* Ausgangstext *
****
Über 2.000 Steinartefakte entdeckten Archäologen nahe des Ortes Plakias an der Südküste Kretas. Dies ist nun an sich nicht so erstaunlich, bemerkenswert ist das Alter der Funde, die von dem Team um die griechische Archäologin Eleni Panagopoulou und ihrem US-Kollegen Thomas F. Strasser freigelegt wurden. Typologisch werden diese in den letzten zwei Jahren entdeckten Funde - Faustkeile und Schaber - zu der sogenannten Acheuléen-Kultur gezählt. Mit der Acheuléen-Kultur bezeichnet man eine charakteristische Herstellungsart von Steinartefakten, die vor 150.000 bis 1,5 Millionen Jahren von Afrika bis Europa verbreitet sind und dem Homo erectus zugeschrieben werden. Die Funde aus Kreta sind mindestens 130.000 Jahre alt, wie die geologische Datierung der Fundschicht ergab.
Da Kreta aber nun schon seit fünf Millionen Jahren eine Insel ist, müssen die Hersteller der Objekte in der Lage und vor allem Willens gewesen sein mit Booten größere Strecken auf dem Meer zurückzulegen. Dieser Umstand rüttelt nun ganz ordentlich an der bislang herrschenden Meinung in der Wissenschaftsgemeinde, denn diese Fähigkeit wurde/wird erst dem Homo sapiens zugesprochen. Wahrscheinlich sind diese frühsten Siedler Kretas nicht direkt von Lybien (200 km) auf die Insel gelangt. Vielmehr dürfte der Weg eher via Insel-Hopping vom griechischen oder türkischen Festland aus erfolgt sein.
****
* Ausgangsdaten *
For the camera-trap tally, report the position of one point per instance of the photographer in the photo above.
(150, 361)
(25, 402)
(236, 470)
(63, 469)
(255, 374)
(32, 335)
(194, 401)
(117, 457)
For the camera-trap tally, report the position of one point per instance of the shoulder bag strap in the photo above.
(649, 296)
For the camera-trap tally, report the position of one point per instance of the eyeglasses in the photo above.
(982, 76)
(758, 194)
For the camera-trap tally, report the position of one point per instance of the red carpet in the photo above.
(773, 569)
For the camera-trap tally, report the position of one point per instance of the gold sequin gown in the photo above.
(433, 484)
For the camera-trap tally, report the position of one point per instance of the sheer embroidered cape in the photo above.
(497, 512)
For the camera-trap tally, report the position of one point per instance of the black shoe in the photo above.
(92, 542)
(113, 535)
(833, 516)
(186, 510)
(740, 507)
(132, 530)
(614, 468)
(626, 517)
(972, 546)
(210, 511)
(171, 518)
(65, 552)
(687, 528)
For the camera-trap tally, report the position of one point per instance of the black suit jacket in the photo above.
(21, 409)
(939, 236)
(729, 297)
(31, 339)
****
* Ihre Aufgaben *
(a) Übersetzen Sie aus dem Text über die Steinwerkzeugfunde auf Kreta den Satz „Die Funde aus Kreta sind mindestens 130.000 Jahre alt, wie die geologische Datierung der Fundschicht ergab.“ ins Englische.
(b) Geben Sie aus dem Text über die Steinwerkzeugfunde auf Kreta den Abschnitt wieder, der mit den Worten beginnt, die „Über 2.000 Steinartefakte“ enthalten, und mit „der Fundschicht ergab.“ endet, und ersetzen Sie darin „Faustkeile“ durch „Handäxte“.
(c) Führen Sie den Text über die Steinwerkzeugfunde auf Kreta im Anschluss an seinen letzten Satz weiter.
Die Datensätze werden für die Bearbeitung nicht benötigt.

* Ergebnisse der Aufgaben *
(a) The finds from Crete are at least 130,000 years old, as the geological dating of the find layer showed.

(b)
Über 2.000 Steinartefakte entdeckten Archäologen nahe des Ortes Plakias an der Südküste Kretas. Dies ist nun an sich nicht so erstaunlich, bemerkenswert ist das Alter der Funde, die von dem Team um die griechische Archäologin Eleni Panagopoulou und ihrem US-Kollegen Thomas F. Strasser freigelegt wurden. Typologisch werden diese in den letzten zwei Jahren entdeckten Funde - Handäxte und Schaber - zu der sogenannten Acheuléen-Kultur gezählt. Mit der Acheuléen-Kultur bezeichnet man eine charakteristische Herstellungsart von Steinartefakten, die vor 150.000 bis 1,5 Millionen Jahren von Afrika bis Europa verbreitet sind und dem Homo erectus zugeschrieben werden. Die Funde aus Kreta sind mindestens 130.000 Jahre alt, wie die geologische Datierung der Fundschicht ergab.

(c)
Die Geschichte muss durch diese neuen Forschungsergebnisse aus Kreta nicht umgeschrieben werden, aber für die Besiedlung Europas durch den Homo erectus ergeben sich neue Möglichkeiten. Mit dem bisherigen Wissen war nur die Route über die Levante, die Türkei, Griechenland oder die Balkanregion möglich, jetzt ist es durchaus eine Überlegung wert, dass der Homo erectus die Meerenge von Gibraltar in Angriff genommen und so die iberische Halbinsel erreicht hat.